▶ _Text section_:
::::::::::

And this was a nice anchor for me. And it was a nice relationship with a man who just took a
vested interest in my wellbeing. And in addition to it being about a nice man
who took an interest in the son of a single mother,
he used to call my mom and say nice things about me.
This has paid off for me enormously
because I have sold companies for a lot of money.
But the reason I am as economically secure as I am
is that I've always invested in the markets.
And I feel as if I understand the markets
better than your average bear.
I hold on to investments for a long time.
I diversify.
I try and understand the companies I'm investing in.
And my economic security is a function of the markets.
Yeah, we love that story because it's really the origin story of not just this podcast,
but also Scott's entire professional project.
It all started with owning a few shares of stock.
So we want to dig into this very basic question. What is stock? What did Scott actually buy
40 years ago? Here to help us answer that is Prof G Media's editor-in-chief, Jason Stavis. Ed, at the most basic level, stock is ownership, but it's a particular kind of ownership.
It's one that allows for the ownership of an organization rather than a thing, and ownership
of that organization by many people at the same time.
It's part of a system that we've developed over the centuries to finance and manage large-scale
private enterprise.
So for most of human history, private enterprise was small-scale.
Think family farms, blacksmiths, and cobblers.
Anything more ambitious, like a military campaign or a road network, was usually the domain
of governments or sometimes religious institutions.
But in the 19th century,
with the rise of industrial production, private enterprise needed more scale. The cost of building
and outfitting factories was beyond the means of most individuals. So ambitious entrepreneurs
needed a way to pool their resources. That's more complicated than it sounds, however.
Joint ownership raises all sorts of thorny questions.
If the enterprise is profitable, how do we divide up the profits?
If it loses money, who's responsible for funding it?
What happens if one of the partners dies or wants to get out of the business?
Who's responsible to the employees and customers if there's a problem, like a fire at the factory
or a faulty product?
And then crucially, who's in
charge? So over time, what has evolved to resolve these challenges is the modern corporation.

::::::::::

▶ _Information shown_:

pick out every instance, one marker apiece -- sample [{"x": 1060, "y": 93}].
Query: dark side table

::::::::::

▶ _Directives_:
a: Copy the passage about stock between "But the reason" and "shares of stock.", inclusive.
b: Please resume the passage about stock, writing on from its final sentence.

▶ _Responses to the tasks_:
a:
But the reason I am as economically secure as I am
is that I've always invested in the markets.
And I feel as if I understand the markets
better than your average bear.
I hold on to investments for a long time.
I diversify.
I try and understand the companies I'm investing in.
And my economic security is a function of the markets.
Yeah, we love that story because it's really the origin story of not just this podcast,
but also Scott's entire professional project.
It all started with owning a few shares of stock.

b:
A corporation, it's a legal construct. It has no physical existence. It's not a building or a group
of people, but it has legal personhood. It can own property, it can enter into contracts,
it can borrow money or lend it, it can sue, it can be sued, and it has to pay taxes.
Now, it's not entirely the same as a person. Corporations can't vote, for example, and they
can't marry or take custody of a child. But for nearly anything a business needs,
the corporation can take the place of an individual business owner.
Now, one of the most important features of a corporation is what's known as limited liability.
There's a lot of risk in business, and a corporation can find itself over its head in debt,
or worse, it can be liable to someone for injuries or losses because a product failed.
Fundamental to the concept of corporation is that the corporation itself is liable for debts that it incurs,
but not the owners themselves. So if you own a stock in a corporation that makes cars and its
cars explode or fail to break properly, an injured driver's sue, they can collect from the corporation
or more likely from the corporation's insurance company, but not from you, the stockholder.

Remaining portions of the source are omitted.